> _Task goal_
Your copy should repeat each record exactly and contain none of the pictures.

> _Data records_
= Beginning of Section =
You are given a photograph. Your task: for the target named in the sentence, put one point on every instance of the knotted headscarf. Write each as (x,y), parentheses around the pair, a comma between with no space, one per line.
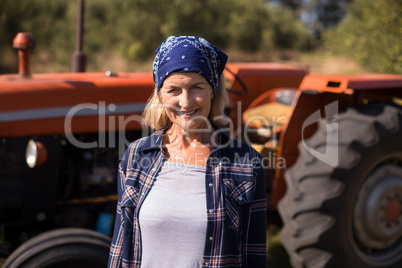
(188,54)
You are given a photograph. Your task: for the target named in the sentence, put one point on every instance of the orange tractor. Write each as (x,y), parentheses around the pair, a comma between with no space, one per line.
(331,145)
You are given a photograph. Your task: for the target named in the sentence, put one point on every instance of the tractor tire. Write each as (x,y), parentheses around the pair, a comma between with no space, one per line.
(62,248)
(347,215)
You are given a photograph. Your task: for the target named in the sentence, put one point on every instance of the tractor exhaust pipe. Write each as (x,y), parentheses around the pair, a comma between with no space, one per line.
(79,57)
(24,42)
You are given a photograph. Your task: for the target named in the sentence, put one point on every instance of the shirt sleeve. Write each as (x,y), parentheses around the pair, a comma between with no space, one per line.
(115,254)
(255,241)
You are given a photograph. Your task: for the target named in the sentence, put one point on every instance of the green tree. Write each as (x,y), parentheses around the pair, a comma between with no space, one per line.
(371,33)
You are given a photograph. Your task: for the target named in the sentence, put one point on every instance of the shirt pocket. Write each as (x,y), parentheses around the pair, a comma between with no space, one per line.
(238,192)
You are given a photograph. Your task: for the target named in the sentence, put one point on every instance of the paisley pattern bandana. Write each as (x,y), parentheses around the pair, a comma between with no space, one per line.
(188,54)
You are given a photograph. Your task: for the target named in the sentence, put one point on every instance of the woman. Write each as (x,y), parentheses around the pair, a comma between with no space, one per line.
(189,195)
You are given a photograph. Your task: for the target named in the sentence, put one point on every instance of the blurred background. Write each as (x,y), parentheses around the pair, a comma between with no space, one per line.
(330,36)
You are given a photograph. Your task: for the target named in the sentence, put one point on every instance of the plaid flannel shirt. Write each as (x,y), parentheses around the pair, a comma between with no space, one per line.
(236,203)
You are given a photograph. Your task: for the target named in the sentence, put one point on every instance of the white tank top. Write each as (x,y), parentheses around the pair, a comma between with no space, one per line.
(173,218)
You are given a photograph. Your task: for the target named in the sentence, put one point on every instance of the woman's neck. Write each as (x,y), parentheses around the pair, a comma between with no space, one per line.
(197,138)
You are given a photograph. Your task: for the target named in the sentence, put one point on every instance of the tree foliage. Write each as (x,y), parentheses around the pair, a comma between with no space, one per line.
(135,28)
(371,33)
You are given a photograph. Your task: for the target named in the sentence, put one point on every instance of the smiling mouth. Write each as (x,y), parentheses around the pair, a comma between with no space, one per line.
(188,113)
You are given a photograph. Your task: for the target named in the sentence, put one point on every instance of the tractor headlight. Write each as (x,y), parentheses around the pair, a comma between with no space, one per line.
(286,96)
(35,154)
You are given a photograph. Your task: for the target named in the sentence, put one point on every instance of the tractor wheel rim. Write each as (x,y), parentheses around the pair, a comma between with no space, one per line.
(377,216)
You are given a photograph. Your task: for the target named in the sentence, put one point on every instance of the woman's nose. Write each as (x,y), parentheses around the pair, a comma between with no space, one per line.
(185,100)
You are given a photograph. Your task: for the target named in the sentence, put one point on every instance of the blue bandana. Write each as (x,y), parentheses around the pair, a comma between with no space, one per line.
(188,54)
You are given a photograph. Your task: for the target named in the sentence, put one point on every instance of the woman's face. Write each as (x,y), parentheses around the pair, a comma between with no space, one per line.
(187,99)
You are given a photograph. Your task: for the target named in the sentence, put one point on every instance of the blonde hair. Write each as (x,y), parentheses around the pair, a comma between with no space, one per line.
(156,117)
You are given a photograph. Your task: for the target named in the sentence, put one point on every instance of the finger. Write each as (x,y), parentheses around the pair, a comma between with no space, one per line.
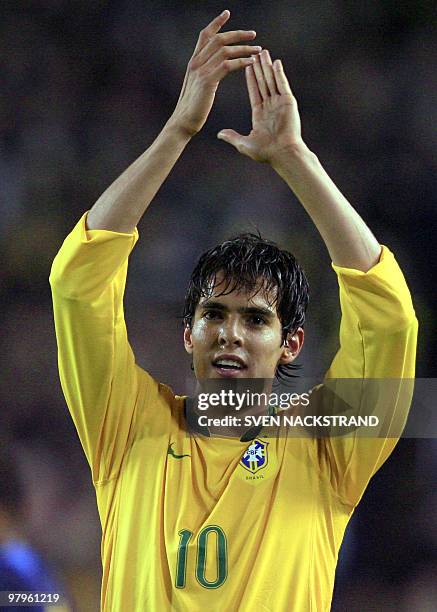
(260,80)
(252,87)
(230,53)
(280,78)
(267,68)
(212,28)
(233,138)
(230,65)
(221,40)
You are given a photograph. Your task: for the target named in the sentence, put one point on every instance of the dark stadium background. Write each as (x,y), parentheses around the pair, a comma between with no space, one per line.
(86,87)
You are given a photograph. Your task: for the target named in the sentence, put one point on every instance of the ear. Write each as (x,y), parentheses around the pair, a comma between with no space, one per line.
(188,339)
(292,346)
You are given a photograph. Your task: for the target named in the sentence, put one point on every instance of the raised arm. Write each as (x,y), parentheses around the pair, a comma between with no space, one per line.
(276,139)
(378,329)
(123,204)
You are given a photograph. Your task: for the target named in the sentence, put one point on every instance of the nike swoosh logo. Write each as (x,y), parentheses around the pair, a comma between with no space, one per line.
(173,454)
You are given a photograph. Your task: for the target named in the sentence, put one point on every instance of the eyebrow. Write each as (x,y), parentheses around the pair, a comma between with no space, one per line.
(257,310)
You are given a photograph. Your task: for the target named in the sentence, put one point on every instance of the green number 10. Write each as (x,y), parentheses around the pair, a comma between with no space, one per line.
(221,551)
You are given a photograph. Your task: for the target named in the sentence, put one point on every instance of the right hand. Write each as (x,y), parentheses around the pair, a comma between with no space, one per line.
(213,58)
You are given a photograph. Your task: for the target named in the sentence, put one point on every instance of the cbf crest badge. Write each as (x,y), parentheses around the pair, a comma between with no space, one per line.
(255,458)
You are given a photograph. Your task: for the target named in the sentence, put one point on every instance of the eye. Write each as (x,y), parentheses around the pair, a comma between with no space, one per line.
(211,315)
(257,320)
= End of Section =
> _Final answer_
You are given a photograph. Your task: for the target named in the sentence, put one point on every instance of the knotted headscarf. Write each as (x,y), parentheses around the pair, a comma between with no space, one per line.
(188,54)
You are given a photograph. Your task: for the target named in the sentence, put one point on every instance of the orange tractor. Write each as (x,y), parentheses around the pair, a comma between with no space, one per line.
(331,145)
You are given a photograph. Your task: for the target named in the sentence, put one point on every instance of the tractor tire. Write each as (x,y), parentheses around the pair, a comma between with no space, one per line.
(62,248)
(347,215)
You are given a photograph. Your task: for the target named in the sentence, put one point on every instance of the tractor exhaust pipe. Write each as (x,y), parentheses around the pair, a comma between with no space, one per line.
(79,57)
(24,42)
You are given a photograph. Your task: for the target named in the sentence, put one point on every instance of the shirt sleeve. Write each as (x,y), parentheses around the pair, a comma between with no space, one per line.
(115,254)
(255,241)
You are given a photograph. Your task: for the target named in the sentence, put one point on every instance of the green tree. Write each as (x,y), parentheses around the pair, a comma between with no space, one per line.
(371,33)
You are given a photograph. Your task: for the target named in the sentence, put one point on every instance of the shirt pocket. Write each as (x,y), parentheses around the pair, a comma between with no space, one per line.
(238,192)
You are given a photograph. Your task: for the target named in the sentence, put one point on every instance of the paisley pattern bandana. Write each as (x,y), parentheses around the pair, a comma between with no space, one per line.
(188,54)
You are given a photograph. Your task: for the target named in the sentence, put one point on every instance of the woman. Write each as (x,y), parentheses around the pair, a comma between with no space, one per line.
(189,195)
You are given a photograph. Your task: for the target named in the sentence, put one point on every instance of the blurred background. Write each as (x,y), parentheses around the pair, a comma between with no space, one per line.
(330,36)
You are given a photograph. Your task: for the target named in the sentence, put one point on every instance of the plaid flannel shirt. Write each as (x,y), parentheses around the pair, a comma between with no space, one per line.
(236,203)
You are given a photograph. Your task: for the target named in the sentence, put one point on every instance of the white tank top. Write each as (x,y), parentheses around the pair, a comma between with no space, one per line.
(173,218)
You are given a photograph. Your task: for the target named in the sentence, put one point on every instance of the woman's neck. Write each as (x,y), parentheses around the pair, a comma between with no space, one per line.
(197,138)
You are given a photograph. Your task: for the target named in the sentence, put one point on every instance of the tree foliage. Write each as (x,y), parentheses around the pair, a comma between with no space, one per line.
(135,28)
(371,33)
You are given a photograph. Your task: for the target named in the sentence, put one point on every instance of the smiling mouth. Write each as (x,y), parentheses around the pair, a comma between with no space, one per line.
(188,113)
You are given a photograph. Your task: for the target named in the sentence, put one point on every instance of the tractor headlight. Write each as (x,y), parentheses around the pair, a comma between with no space, one per line.
(286,96)
(35,154)
You are given a photograph. Your task: for the target named in the sentence, put one point on every instance of the tractor wheel rim. Write each as (x,y), parentheses around the pair, a comma between with no space, one per line.
(377,216)
You are given a photograph. Your task: for the target named in the sentence, put one point on every instance of the woman's nose. Write each as (x,y), parentheses around the pair, a comma between with no space, one per line.
(185,100)
You are given a photograph. Your task: for the target named in the sentence, put one point on every instance of the blue bandana. Write each as (x,y), parentheses around the pair, a comma between with no space, one per line.
(188,54)
You are given a photograph. Your task: for the target named in the sentence, put one point on every instance of the woman's face. Write each as (x,y), parentheses around the pair, a comma between with no space, one per line.
(187,99)
You are given a photograph. Your task: for the target named in the sentence, put one point on every instance of the blonde hair. Write each as (x,y), parentheses around the pair, a comma between with no space, one per line.
(156,117)
You are given a photograph. Your task: for the target named in the sentence, put one point on every instance of the finger. Write each as (x,y), parentheses around the pair, a comma between with no space, one per line.
(260,80)
(252,87)
(230,53)
(280,78)
(267,68)
(212,28)
(233,138)
(230,65)
(221,40)
You are given a photograph. Your task: for the target named in the sentence, put one point on every instance of the dark stadium background. Write each as (x,y), parentheses around the pair, a comma between with no space, one per line.
(86,87)
You are given a photograph. Your task: for the target named in the sentence, put one point on every instance of the ear. Write each as (x,y), parentheses around the pair, a comma between with no space, one per line.
(188,339)
(292,346)
You are given a photograph. Your task: for the target named in the sentence, put one point on every instance of the raised arm. Write each as (x,y), parentheses around the pair, a comma between with no space, one per line.
(276,139)
(378,329)
(123,204)
You are given a photograph. Your task: for the target named in the sentence, put one point on every instance of the nike swoosh logo. Write each as (x,y), parentheses around the pair, a comma between with no space, one per line.
(173,454)
You are given a photograph. Your task: for the target named in the sentence, put one point on every instance of the eyebrow. Write each as (x,y), parentheses around the pair, a comma between with no space, one per line.
(257,310)
You are given a photograph. Your task: for the target named in the sentence, put one point on every instance of the green number 10. Write each as (x,y), parentheses around the pair, a comma between with no space, one per line.
(221,551)
You are given a photograph. Your task: for the target named in the sentence, put one point on every instance of the right hand. Write each as (x,y), parentheses around the pair, a comma between with no space, one per line.
(213,58)
You are given a photograph. Your task: for the target named in the sentence, put one point on every instance of the cbf crest badge. Write each as (x,y), parentheses around the pair, a comma between with no space, one per line.
(255,458)
You are given a photograph. Your task: for the target named in the sentence, put one point on every instance of the eye. Write each as (x,y), parentheses around the pair, a comma between with no space, one per line.
(211,315)
(257,320)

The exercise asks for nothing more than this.